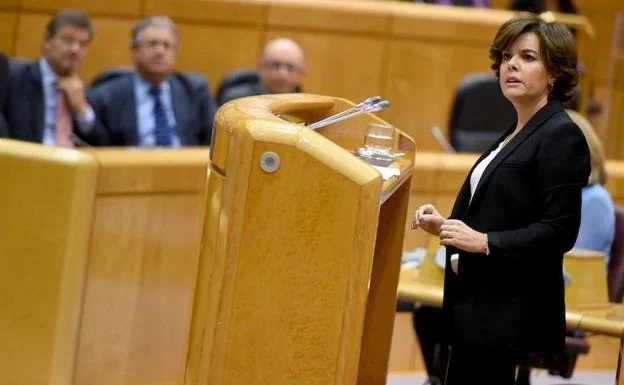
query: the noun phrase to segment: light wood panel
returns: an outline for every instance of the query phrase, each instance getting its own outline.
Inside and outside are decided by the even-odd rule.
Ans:
[[[431,127],[447,134],[454,90],[471,72],[490,72],[486,47],[393,41],[383,91],[390,120],[419,148],[439,148]]]
[[[80,76],[91,81],[101,71],[131,65],[130,31],[133,20],[94,18],[95,38],[89,46]]]
[[[145,15],[167,15],[181,21],[262,25],[269,1],[144,0]]]
[[[0,173],[0,383],[71,384],[95,159],[0,140]]]
[[[17,27],[17,12],[0,12],[0,52],[10,55]]]
[[[0,9],[17,10],[18,7],[19,0],[0,0]]]
[[[20,13],[13,56],[36,59],[41,54],[41,42],[51,15]]]
[[[27,11],[53,12],[72,8],[90,14],[137,17],[141,0],[21,0],[21,7]]]
[[[382,39],[270,30],[267,40],[281,36],[299,42],[306,53],[306,92],[357,102],[379,93],[384,57]]]
[[[256,67],[261,50],[259,29],[193,24],[178,27],[181,46],[176,67],[203,73],[213,90],[233,69]]]
[[[76,384],[182,383],[201,210],[199,192],[98,196]]]
[[[388,30],[390,23],[390,14],[385,12],[386,9],[387,4],[379,3],[274,0],[269,6],[267,22],[269,28],[305,28],[381,35]]]
[[[438,40],[439,44],[461,42],[489,47],[498,28],[513,17],[509,11],[466,7],[439,7],[412,4],[403,12],[393,8],[392,34],[399,37]]]

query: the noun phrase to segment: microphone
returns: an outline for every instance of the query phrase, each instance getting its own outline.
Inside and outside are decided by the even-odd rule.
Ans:
[[[378,97],[374,97],[374,98],[378,98]],[[369,98],[369,99],[372,99],[372,98]],[[364,102],[361,104],[363,105],[362,108],[357,108],[356,106],[347,110],[347,111],[355,110],[354,112],[346,113],[347,111],[343,111],[339,114],[330,116],[329,118],[325,118],[321,121],[311,124],[308,126],[308,128],[316,130],[317,128],[321,128],[321,127],[329,126],[330,124],[342,122],[343,120],[351,119],[351,118],[354,118],[356,116],[359,116],[365,113],[377,112],[377,111],[383,110],[384,108],[390,107],[390,102],[387,100],[377,100],[376,102],[374,102],[374,104],[364,104]]]
[[[349,108],[347,110],[344,110],[344,111],[339,112],[339,113],[337,113],[335,115],[332,115],[332,116],[328,116],[325,119],[321,119],[318,122],[314,122],[314,123],[310,124],[308,126],[308,128],[311,128],[311,129],[315,130],[317,128],[324,127],[327,124],[329,124],[329,122],[331,122],[331,121],[333,121],[335,119],[340,119],[343,116],[347,116],[347,115],[352,114],[354,112],[361,111],[363,109],[369,108],[369,107],[371,107],[373,105],[376,105],[379,102],[381,102],[381,97],[380,96],[370,96],[370,97],[366,98],[363,102],[361,102],[359,104],[356,104],[355,106],[353,106],[353,107],[351,107],[351,108]]]
[[[433,135],[435,140],[438,143],[440,143],[440,145],[442,146],[442,148],[446,150],[446,152],[449,152],[449,153],[456,152],[453,146],[451,146],[448,140],[446,140],[446,138],[444,137],[444,135],[442,134],[442,131],[440,131],[440,128],[438,126],[431,127],[431,135]]]

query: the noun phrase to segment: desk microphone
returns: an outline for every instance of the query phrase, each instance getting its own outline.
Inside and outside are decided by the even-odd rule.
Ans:
[[[442,146],[442,148],[444,148],[446,150],[446,152],[449,152],[449,153],[456,152],[455,149],[453,148],[453,146],[451,146],[451,144],[448,142],[448,140],[446,140],[444,135],[442,135],[442,131],[440,131],[440,128],[438,126],[431,127],[431,135],[433,135],[435,140],[438,143],[440,143],[440,145]]]

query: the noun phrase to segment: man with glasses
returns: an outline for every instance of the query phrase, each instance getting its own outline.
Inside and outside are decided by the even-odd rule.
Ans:
[[[221,83],[219,105],[243,96],[301,92],[305,77],[303,49],[294,40],[269,41],[258,58],[257,71],[238,70]]]
[[[106,80],[89,100],[106,134],[94,145],[181,147],[210,144],[215,104],[207,80],[174,71],[178,30],[148,17],[132,30],[134,71]]]
[[[92,38],[86,13],[61,11],[47,25],[41,58],[10,62],[2,107],[10,137],[66,148],[97,140],[95,116],[77,74]]]

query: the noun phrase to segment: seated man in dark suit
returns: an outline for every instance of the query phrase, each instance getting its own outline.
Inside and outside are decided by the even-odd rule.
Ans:
[[[61,11],[48,23],[41,58],[12,60],[2,112],[11,138],[73,147],[95,140],[94,113],[76,74],[93,38],[89,16]]]
[[[208,82],[174,71],[178,32],[168,17],[138,22],[131,36],[135,71],[95,86],[89,100],[105,146],[210,144],[215,104]]]
[[[258,59],[257,73],[239,70],[228,75],[219,86],[217,101],[223,105],[243,96],[301,92],[304,76],[305,57],[299,44],[287,38],[271,40]]]

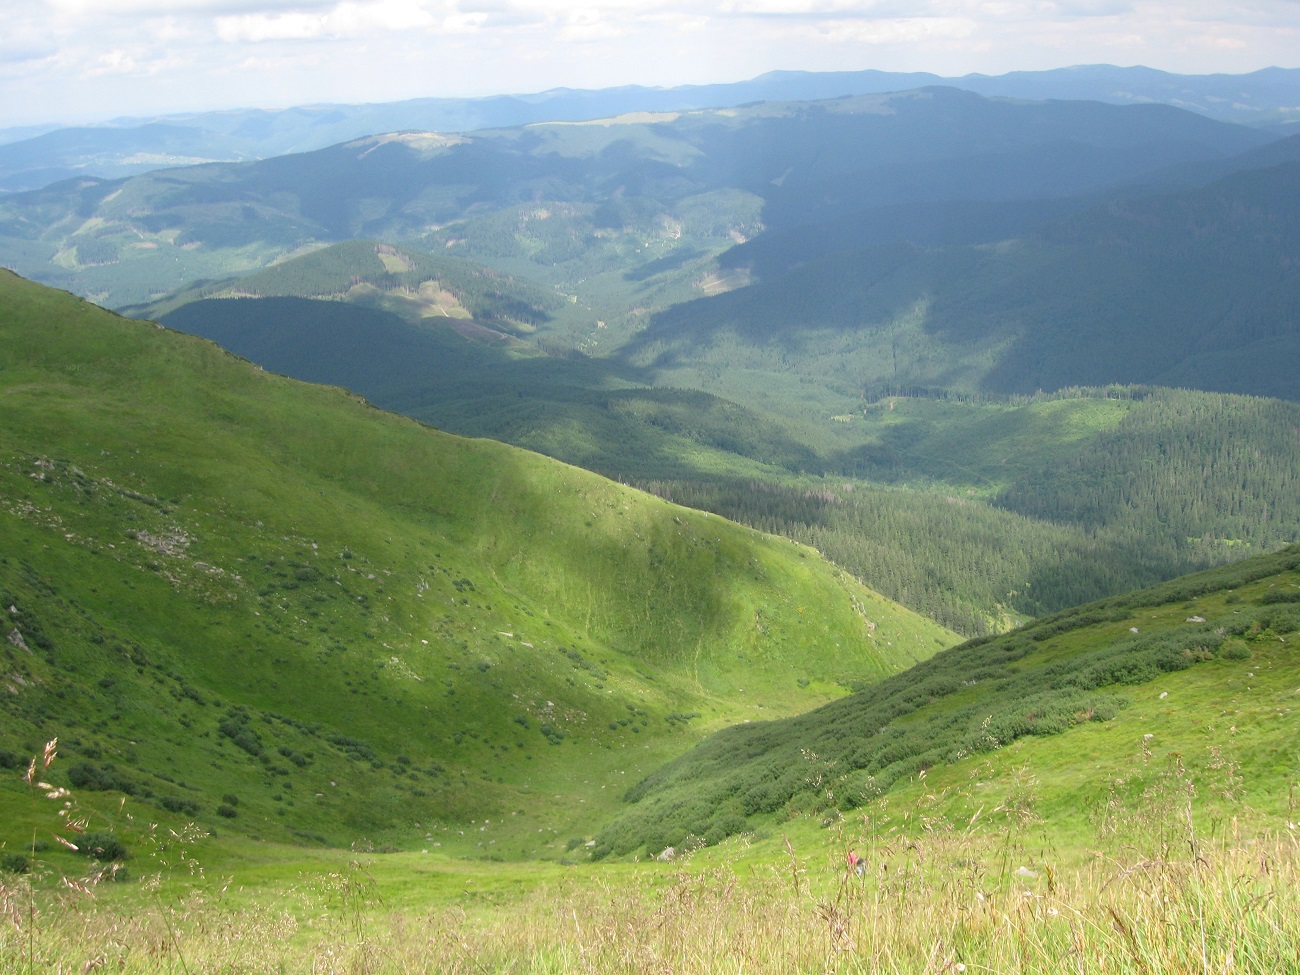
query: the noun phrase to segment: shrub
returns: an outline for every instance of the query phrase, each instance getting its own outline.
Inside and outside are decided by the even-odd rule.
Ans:
[[[114,833],[83,833],[77,851],[104,863],[126,859],[126,845]]]
[[[0,856],[0,871],[5,873],[26,873],[31,868],[31,861],[21,853],[6,853]]]
[[[1259,614],[1259,623],[1274,633],[1294,633],[1300,630],[1300,609],[1268,610]]]
[[[217,731],[225,735],[248,754],[262,754],[262,737],[248,725],[248,714],[244,711],[230,711],[225,720],[217,725]]]
[[[217,807],[217,815],[224,816],[226,819],[234,819],[236,816],[239,815],[239,810],[236,809],[234,806],[227,805],[226,803],[222,803],[220,806]]]
[[[68,781],[73,788],[87,792],[124,792],[134,795],[136,784],[122,775],[112,765],[95,765],[93,762],[77,762],[68,768]]]
[[[182,799],[180,796],[163,796],[158,800],[158,805],[168,812],[185,813],[188,816],[197,816],[199,814],[199,804],[197,802],[193,799]]]
[[[1300,589],[1272,589],[1259,597],[1263,606],[1276,603],[1300,603]]]

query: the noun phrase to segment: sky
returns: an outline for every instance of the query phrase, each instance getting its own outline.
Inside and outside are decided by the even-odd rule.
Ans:
[[[1300,67],[1300,0],[0,0],[0,128],[740,81]]]

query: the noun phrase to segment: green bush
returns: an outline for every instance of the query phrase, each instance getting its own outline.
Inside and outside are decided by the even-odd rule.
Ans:
[[[77,842],[77,851],[104,863],[126,859],[126,844],[115,833],[83,833]]]
[[[1260,605],[1274,603],[1300,603],[1300,589],[1270,589],[1259,597]]]
[[[193,799],[182,799],[179,796],[163,796],[158,800],[158,805],[168,812],[185,813],[188,816],[197,816],[199,814],[199,804]]]
[[[137,786],[112,765],[77,762],[68,768],[68,781],[74,789],[88,792],[123,792],[135,795]]]
[[[262,737],[249,727],[248,712],[231,710],[220,724],[217,731],[225,735],[248,754],[256,757],[262,754]]]
[[[0,856],[0,871],[4,873],[27,873],[31,868],[31,861],[21,853],[6,853]]]

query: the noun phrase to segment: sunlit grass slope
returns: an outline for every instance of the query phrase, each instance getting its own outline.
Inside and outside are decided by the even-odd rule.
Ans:
[[[1019,804],[1060,844],[1099,826],[1123,839],[1156,800],[1161,822],[1171,803],[1219,829],[1294,820],[1298,630],[1294,545],[1044,617],[707,739],[629,790],[595,852],[714,843],[799,815],[870,822],[900,807],[891,792],[936,824]]]
[[[58,735],[92,802],[545,852],[952,642],[789,541],[8,273],[0,309],[0,758]]]
[[[1300,404],[1118,386],[864,399],[829,378],[861,351],[843,337],[656,379],[546,354],[544,309],[567,304],[545,298],[468,262],[354,241],[151,314],[267,369],[812,545],[967,636],[1297,537]],[[506,334],[525,320],[543,326]]]

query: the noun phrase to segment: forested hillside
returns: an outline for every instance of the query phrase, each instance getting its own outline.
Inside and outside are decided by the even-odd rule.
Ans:
[[[835,228],[849,229],[814,229]],[[762,281],[661,312],[626,354],[665,382],[739,365],[761,388],[779,366],[871,396],[1155,383],[1300,397],[1300,162],[1116,199],[996,245],[856,249],[855,236],[837,249],[821,234],[811,260],[800,235],[752,266],[738,248],[727,264]]]
[[[1081,412],[1092,403],[1117,408],[1113,426],[1068,452],[1051,451],[1050,461],[1032,457],[1034,406],[999,411],[1003,423],[1021,414],[1003,436],[1019,437],[1031,457],[1021,458],[985,497],[939,484],[882,490],[832,478],[805,485],[646,486],[798,539],[891,598],[967,634],[1273,551],[1300,537],[1300,405],[1133,389],[1111,390],[1100,401],[1044,399],[1038,409]],[[973,432],[960,421],[945,427],[945,437]],[[983,429],[987,435],[987,422]],[[972,483],[1005,466],[996,458],[996,447],[1005,444],[989,446],[992,456],[977,449],[964,458]],[[917,442],[910,456],[895,458],[901,470],[892,476],[915,477],[927,463],[938,475],[934,465],[952,451]]]
[[[969,635],[1300,534],[1293,403],[1115,387],[887,397],[828,422],[346,302],[205,300],[166,321],[267,368],[787,535]]]
[[[302,247],[380,237],[527,268],[591,304],[665,258],[691,264],[693,279],[700,258],[764,227],[906,202],[1066,199],[1269,141],[1160,105],[948,88],[408,131],[14,194],[0,201],[0,259],[120,307]],[[621,283],[626,312],[636,302]]]

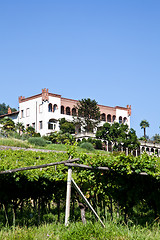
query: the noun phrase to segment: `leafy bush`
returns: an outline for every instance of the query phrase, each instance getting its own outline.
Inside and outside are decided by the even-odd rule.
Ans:
[[[59,126],[60,130],[63,133],[75,133],[75,125],[73,124],[73,122],[68,122],[67,120],[65,120],[65,118],[59,120]]]
[[[85,149],[87,149],[89,151],[93,151],[94,150],[93,144],[89,143],[89,142],[81,143],[80,147],[81,148],[85,148]]]
[[[103,149],[103,144],[100,139],[93,139],[93,138],[88,138],[87,140],[85,138],[82,139],[82,141],[78,141],[78,146],[80,146],[82,143],[89,142],[92,143],[93,147],[95,149]]]
[[[44,147],[47,143],[46,140],[42,137],[31,137],[28,138],[28,142],[36,146]]]
[[[61,131],[51,133],[47,137],[47,140],[51,141],[52,143],[58,143],[58,144],[60,143],[74,144],[75,143],[75,137],[73,135],[71,135],[70,133],[62,133]]]

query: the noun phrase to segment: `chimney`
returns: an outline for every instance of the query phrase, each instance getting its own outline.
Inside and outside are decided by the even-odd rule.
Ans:
[[[128,116],[131,116],[131,105],[127,105],[128,108]]]
[[[18,98],[19,103],[21,103],[23,99],[25,99],[25,97],[20,96],[20,97]]]
[[[49,94],[48,94],[48,88],[42,89],[42,101],[48,101],[49,100]]]
[[[9,107],[8,108],[8,114],[11,114],[12,113],[12,110],[11,110],[11,108]]]

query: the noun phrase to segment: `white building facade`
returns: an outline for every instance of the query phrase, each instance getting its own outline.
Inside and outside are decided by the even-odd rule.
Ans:
[[[25,128],[32,126],[41,136],[59,131],[59,120],[65,118],[73,121],[76,115],[77,100],[62,98],[61,95],[49,93],[48,89],[42,89],[42,93],[31,97],[19,97],[19,111],[9,112],[7,115],[15,123],[21,122]],[[130,128],[131,106],[108,107],[98,105],[101,112],[102,126],[105,122],[119,122],[127,124]]]

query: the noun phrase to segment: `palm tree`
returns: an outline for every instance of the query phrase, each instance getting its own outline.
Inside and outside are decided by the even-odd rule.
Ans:
[[[23,123],[18,122],[16,124],[16,129],[18,130],[18,133],[20,135],[20,134],[22,134],[24,132],[25,127],[24,127]]]
[[[149,122],[147,120],[142,120],[140,123],[141,129],[144,129],[144,138],[146,138],[146,128],[149,127]]]

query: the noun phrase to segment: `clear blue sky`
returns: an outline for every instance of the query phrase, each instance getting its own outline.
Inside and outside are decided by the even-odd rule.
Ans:
[[[131,127],[160,133],[159,0],[0,0],[0,103],[49,88],[132,105]]]

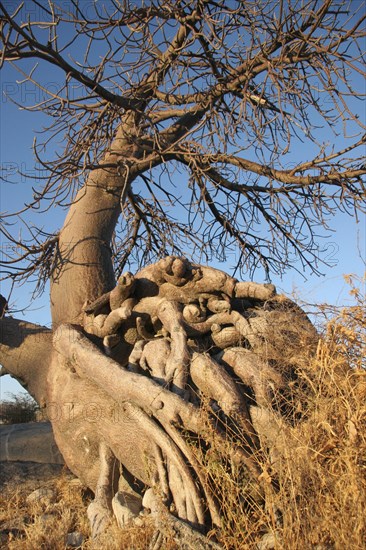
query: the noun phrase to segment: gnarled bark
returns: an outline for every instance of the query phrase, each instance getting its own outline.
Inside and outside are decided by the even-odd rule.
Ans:
[[[305,315],[272,286],[238,283],[169,257],[124,274],[115,288],[86,302],[77,324],[54,330],[52,353],[51,332],[42,334],[47,393],[40,385],[33,394],[45,399],[66,464],[95,491],[88,510],[95,536],[110,521],[119,478],[126,484],[131,476],[141,496],[151,487],[191,527],[219,526],[220,503],[205,470],[211,452],[249,476],[248,499],[264,498],[256,456],[270,430],[258,411],[261,418],[278,415],[273,394],[291,371],[290,361],[268,363],[268,338],[281,332],[286,316],[292,323],[286,347],[301,338],[311,342],[315,333]],[[32,336],[39,328],[25,327],[22,364],[41,351]],[[26,383],[37,380],[37,368],[24,374],[14,350],[7,357],[9,371]]]

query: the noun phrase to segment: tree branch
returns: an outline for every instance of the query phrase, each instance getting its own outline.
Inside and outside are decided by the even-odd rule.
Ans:
[[[52,332],[40,325],[4,317],[0,319],[0,363],[42,407],[46,403],[47,371],[52,353]]]

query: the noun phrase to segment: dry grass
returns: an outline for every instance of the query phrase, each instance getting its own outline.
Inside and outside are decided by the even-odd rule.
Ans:
[[[131,527],[121,531],[112,525],[106,537],[93,544],[89,539],[89,523],[86,508],[91,495],[67,473],[34,484],[25,482],[7,484],[0,496],[1,548],[8,550],[63,550],[67,533],[79,532],[84,536],[81,548],[134,548],[148,547],[154,527],[148,523],[143,528]],[[76,483],[75,483],[76,482]],[[52,488],[54,502],[27,502],[26,497],[35,486]]]
[[[52,488],[54,502],[27,502],[36,487]],[[73,486],[70,476],[50,476],[46,481],[8,483],[1,492],[1,531],[3,548],[65,548],[65,535],[73,530],[88,532],[85,505],[80,487]],[[5,531],[5,533],[4,533]],[[8,533],[8,540],[4,534]]]
[[[222,504],[223,526],[216,535],[224,548],[257,548],[266,534],[278,549],[366,548],[366,319],[361,294],[353,294],[356,305],[328,322],[316,356],[298,350],[295,414],[283,421],[273,412],[279,427],[275,446],[258,456],[266,505],[255,495],[248,504],[250,482],[235,470],[228,474],[222,456],[210,454],[206,471]],[[71,531],[84,534],[83,548],[93,547],[82,488],[66,475],[48,483],[57,499],[46,506],[26,502],[27,484],[2,492],[1,529],[13,526],[3,548],[63,549]],[[149,523],[124,532],[112,527],[97,547],[145,549],[152,532]],[[170,541],[164,548],[175,547]]]
[[[255,548],[264,533],[279,549],[366,548],[366,310],[360,290],[353,286],[351,294],[355,305],[333,315],[316,356],[305,346],[293,362],[287,409],[295,414],[288,422],[273,414],[275,448],[258,457],[266,506],[248,511],[245,501],[238,504],[240,481],[216,480],[226,497],[226,548]]]

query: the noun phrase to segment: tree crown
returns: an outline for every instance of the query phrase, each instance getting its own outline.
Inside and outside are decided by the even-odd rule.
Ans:
[[[42,100],[26,108],[50,120],[34,145],[47,177],[24,208],[67,208],[90,175],[119,177],[117,272],[230,247],[247,272],[281,273],[294,254],[316,270],[319,228],[339,209],[364,211],[361,2],[34,5],[27,15],[0,4],[2,63],[39,86]],[[46,65],[58,90],[47,89]],[[16,242],[13,215],[2,232]],[[29,230],[6,272],[42,281],[59,234]]]

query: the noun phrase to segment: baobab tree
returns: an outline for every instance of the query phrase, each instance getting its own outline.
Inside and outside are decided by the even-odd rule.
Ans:
[[[50,125],[34,143],[47,178],[3,215],[16,245],[4,271],[36,275],[37,289],[50,280],[53,329],[4,312],[1,363],[47,408],[67,465],[95,492],[94,535],[118,486],[194,528],[219,526],[205,461],[226,453],[228,472],[251,479],[246,502],[265,501],[258,453],[283,413],[273,392],[286,392],[314,331],[272,285],[197,258],[235,249],[247,279],[282,273],[293,255],[316,269],[319,227],[364,211],[364,6],[15,4],[0,3],[1,63],[39,87],[25,108]],[[62,228],[28,225],[19,242],[15,217],[51,207],[67,211]]]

**HOW TO COMPLETE THIS TASK**
Which lines of the listing contain the string "tree"? Copy every one of them.

**SOLVED EXERCISE**
query: the noun phrase to segment: `palm tree`
query: the noun phrase to segment: tree branch
query: the noun phrase to segment: tree crown
query: the noun phrase to segment: baobab tree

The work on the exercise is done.